BRIEF
Output every record verbatim, and omit each picture.

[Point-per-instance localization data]

***

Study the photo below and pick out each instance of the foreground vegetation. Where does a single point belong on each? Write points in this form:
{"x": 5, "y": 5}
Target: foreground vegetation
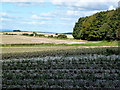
{"x": 87, "y": 43}
{"x": 78, "y": 68}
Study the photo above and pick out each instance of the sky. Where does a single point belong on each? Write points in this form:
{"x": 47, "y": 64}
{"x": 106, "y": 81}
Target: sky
{"x": 57, "y": 16}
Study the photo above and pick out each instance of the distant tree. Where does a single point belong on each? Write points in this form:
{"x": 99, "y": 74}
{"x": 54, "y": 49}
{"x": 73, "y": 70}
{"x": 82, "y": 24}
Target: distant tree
{"x": 104, "y": 25}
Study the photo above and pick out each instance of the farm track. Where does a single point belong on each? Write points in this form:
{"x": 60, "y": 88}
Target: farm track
{"x": 43, "y": 48}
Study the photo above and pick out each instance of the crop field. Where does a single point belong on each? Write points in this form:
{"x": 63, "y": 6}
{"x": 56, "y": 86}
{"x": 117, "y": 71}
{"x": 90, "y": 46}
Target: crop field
{"x": 18, "y": 39}
{"x": 75, "y": 68}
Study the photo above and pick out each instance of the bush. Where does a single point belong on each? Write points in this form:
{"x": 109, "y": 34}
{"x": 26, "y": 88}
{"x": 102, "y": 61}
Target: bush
{"x": 62, "y": 36}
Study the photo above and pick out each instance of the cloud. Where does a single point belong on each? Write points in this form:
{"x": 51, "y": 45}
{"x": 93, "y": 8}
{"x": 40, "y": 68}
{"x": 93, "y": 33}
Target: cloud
{"x": 4, "y": 19}
{"x": 3, "y": 14}
{"x": 65, "y": 18}
{"x": 39, "y": 17}
{"x": 35, "y": 22}
{"x": 86, "y": 4}
{"x": 22, "y": 0}
{"x": 111, "y": 8}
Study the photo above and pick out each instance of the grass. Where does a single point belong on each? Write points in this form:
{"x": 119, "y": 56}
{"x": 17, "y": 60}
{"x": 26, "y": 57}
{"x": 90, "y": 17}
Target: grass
{"x": 88, "y": 43}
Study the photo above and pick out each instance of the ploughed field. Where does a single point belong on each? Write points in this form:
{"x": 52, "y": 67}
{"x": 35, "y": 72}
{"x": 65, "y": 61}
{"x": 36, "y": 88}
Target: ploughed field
{"x": 19, "y": 39}
{"x": 78, "y": 68}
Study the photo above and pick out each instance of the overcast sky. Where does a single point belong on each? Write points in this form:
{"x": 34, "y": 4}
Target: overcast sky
{"x": 49, "y": 15}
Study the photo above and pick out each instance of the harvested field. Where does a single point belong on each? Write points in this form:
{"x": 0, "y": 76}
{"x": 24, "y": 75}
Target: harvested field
{"x": 18, "y": 39}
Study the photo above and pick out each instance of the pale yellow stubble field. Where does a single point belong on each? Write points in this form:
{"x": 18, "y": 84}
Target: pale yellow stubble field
{"x": 19, "y": 39}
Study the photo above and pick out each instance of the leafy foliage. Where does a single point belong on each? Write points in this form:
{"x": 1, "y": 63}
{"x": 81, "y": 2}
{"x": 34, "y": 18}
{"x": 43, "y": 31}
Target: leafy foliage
{"x": 100, "y": 26}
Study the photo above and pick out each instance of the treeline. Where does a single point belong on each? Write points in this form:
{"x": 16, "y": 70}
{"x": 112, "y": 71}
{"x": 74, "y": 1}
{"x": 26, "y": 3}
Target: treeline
{"x": 104, "y": 25}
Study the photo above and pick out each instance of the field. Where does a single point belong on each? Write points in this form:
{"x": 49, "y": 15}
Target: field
{"x": 18, "y": 39}
{"x": 39, "y": 62}
{"x": 76, "y": 68}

***

RESULT FOR THIS TASK
Study the photo below and pick out each instance of the foreground vegetation. Where does a single point belong on each? Write points in this form:
{"x": 5, "y": 5}
Target: foreground vegetation
{"x": 87, "y": 43}
{"x": 78, "y": 68}
Study the photo above and pick out each instance of the sky. Where does a single point belong on each? Write points in this form:
{"x": 47, "y": 64}
{"x": 106, "y": 81}
Target: sky
{"x": 57, "y": 16}
Study the photo above and pick out each instance of the distant tree. Where does a single point belong on each? Write points in this form:
{"x": 99, "y": 74}
{"x": 54, "y": 49}
{"x": 73, "y": 70}
{"x": 82, "y": 24}
Target: distant tree
{"x": 104, "y": 25}
Study the photo above and pick out each instance of the farm track. Where does a single point belong on each? Write points in this form:
{"x": 60, "y": 88}
Target: farm track
{"x": 43, "y": 48}
Study the photo above and pick out each instance of the crop field. Where does a single point belong on each? Write points in this form:
{"x": 63, "y": 6}
{"x": 56, "y": 86}
{"x": 117, "y": 71}
{"x": 90, "y": 46}
Target: crop field
{"x": 18, "y": 39}
{"x": 75, "y": 68}
Study the photo above and pick out each instance of the bush. Where does a single point belong on each? Write points in this form:
{"x": 109, "y": 34}
{"x": 26, "y": 88}
{"x": 102, "y": 61}
Target: bush
{"x": 62, "y": 36}
Study the photo above and pick out each instance of the cloud. Where does a single point belong on each? Write points in this form:
{"x": 51, "y": 45}
{"x": 93, "y": 8}
{"x": 40, "y": 68}
{"x": 93, "y": 33}
Target: cloud
{"x": 4, "y": 19}
{"x": 3, "y": 14}
{"x": 65, "y": 18}
{"x": 39, "y": 17}
{"x": 35, "y": 22}
{"x": 86, "y": 4}
{"x": 22, "y": 0}
{"x": 111, "y": 8}
Study the photo above and pick out each instance of the grass. Where does a single point belong on each? Write points in this form:
{"x": 119, "y": 56}
{"x": 17, "y": 60}
{"x": 26, "y": 57}
{"x": 90, "y": 17}
Target: grass
{"x": 88, "y": 43}
Study the photo above and pick out each instance of the ploughed field. Where does a single point belong on each? Write points in this form:
{"x": 52, "y": 67}
{"x": 35, "y": 72}
{"x": 65, "y": 61}
{"x": 36, "y": 88}
Target: ploughed field
{"x": 19, "y": 39}
{"x": 78, "y": 68}
Study the photo above and pick out each instance of the overcast sky. Where does a single point belong on each? Write points in this form:
{"x": 34, "y": 4}
Target: overcast sky
{"x": 49, "y": 15}
Study the photo above and pick out each instance of the harvested field. Where does a single point belong on each? Write points in this form:
{"x": 0, "y": 76}
{"x": 24, "y": 75}
Target: harvested field
{"x": 18, "y": 39}
Study the photo above and pick out each instance of the pale yellow stubble field. Where does a single point belong on each? Write points in this form:
{"x": 18, "y": 84}
Target: pale yellow stubble field
{"x": 19, "y": 39}
Study the photo above and pick out each instance of the leafy foliage. Where does a single point belong on each? Write points in this form:
{"x": 1, "y": 63}
{"x": 81, "y": 2}
{"x": 34, "y": 18}
{"x": 43, "y": 31}
Target: leafy foliage
{"x": 100, "y": 26}
Study the photo above and pick out each instance of the treeline. Where does a single point belong on each? Write points in this form:
{"x": 16, "y": 70}
{"x": 112, "y": 71}
{"x": 74, "y": 1}
{"x": 26, "y": 3}
Target: treeline
{"x": 104, "y": 25}
Study the photo above and pick out each instance of the field. Where does a single point belong on each? Write points in this form:
{"x": 49, "y": 15}
Target: field
{"x": 18, "y": 39}
{"x": 39, "y": 62}
{"x": 76, "y": 68}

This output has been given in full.